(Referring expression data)
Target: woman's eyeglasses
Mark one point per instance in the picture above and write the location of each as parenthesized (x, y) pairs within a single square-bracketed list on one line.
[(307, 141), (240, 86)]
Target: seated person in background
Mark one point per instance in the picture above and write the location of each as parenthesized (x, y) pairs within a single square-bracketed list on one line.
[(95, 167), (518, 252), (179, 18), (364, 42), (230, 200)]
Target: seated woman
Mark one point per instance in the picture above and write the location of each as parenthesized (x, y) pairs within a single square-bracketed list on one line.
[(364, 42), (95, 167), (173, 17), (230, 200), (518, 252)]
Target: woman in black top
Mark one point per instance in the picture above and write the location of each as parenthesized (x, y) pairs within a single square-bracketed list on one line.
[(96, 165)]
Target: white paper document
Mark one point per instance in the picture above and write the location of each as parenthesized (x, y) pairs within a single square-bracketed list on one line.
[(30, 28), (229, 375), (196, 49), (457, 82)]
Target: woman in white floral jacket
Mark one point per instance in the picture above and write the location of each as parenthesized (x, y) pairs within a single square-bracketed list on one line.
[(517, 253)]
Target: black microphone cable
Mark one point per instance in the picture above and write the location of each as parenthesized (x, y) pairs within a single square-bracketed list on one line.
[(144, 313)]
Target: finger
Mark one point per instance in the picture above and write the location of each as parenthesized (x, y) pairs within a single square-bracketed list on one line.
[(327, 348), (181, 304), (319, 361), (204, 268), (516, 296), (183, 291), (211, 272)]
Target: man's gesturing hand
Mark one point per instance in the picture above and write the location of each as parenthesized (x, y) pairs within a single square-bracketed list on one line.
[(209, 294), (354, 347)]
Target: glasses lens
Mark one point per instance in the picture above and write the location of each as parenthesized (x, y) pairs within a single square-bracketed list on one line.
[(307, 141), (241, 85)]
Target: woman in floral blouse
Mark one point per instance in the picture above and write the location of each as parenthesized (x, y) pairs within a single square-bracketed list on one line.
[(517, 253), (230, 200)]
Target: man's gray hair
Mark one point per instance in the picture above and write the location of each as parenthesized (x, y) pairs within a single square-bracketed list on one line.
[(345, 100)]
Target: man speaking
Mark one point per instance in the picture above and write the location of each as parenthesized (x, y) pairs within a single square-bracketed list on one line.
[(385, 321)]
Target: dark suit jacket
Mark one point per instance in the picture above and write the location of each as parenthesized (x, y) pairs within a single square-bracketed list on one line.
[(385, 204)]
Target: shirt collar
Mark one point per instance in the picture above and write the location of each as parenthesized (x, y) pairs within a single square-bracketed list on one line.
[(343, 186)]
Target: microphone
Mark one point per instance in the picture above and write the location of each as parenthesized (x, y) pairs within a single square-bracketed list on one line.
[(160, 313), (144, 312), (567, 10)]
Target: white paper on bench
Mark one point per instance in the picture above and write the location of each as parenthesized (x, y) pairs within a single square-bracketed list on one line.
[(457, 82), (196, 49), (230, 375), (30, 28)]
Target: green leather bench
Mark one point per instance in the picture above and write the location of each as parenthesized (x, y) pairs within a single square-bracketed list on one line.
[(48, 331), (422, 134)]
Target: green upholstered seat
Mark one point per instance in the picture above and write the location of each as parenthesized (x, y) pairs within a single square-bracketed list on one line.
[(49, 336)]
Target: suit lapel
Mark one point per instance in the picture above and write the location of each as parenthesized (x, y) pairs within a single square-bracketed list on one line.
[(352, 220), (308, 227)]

-- Task goal --
A bare number is required: the count of lines above with the string "green".

-- Exercise response --
2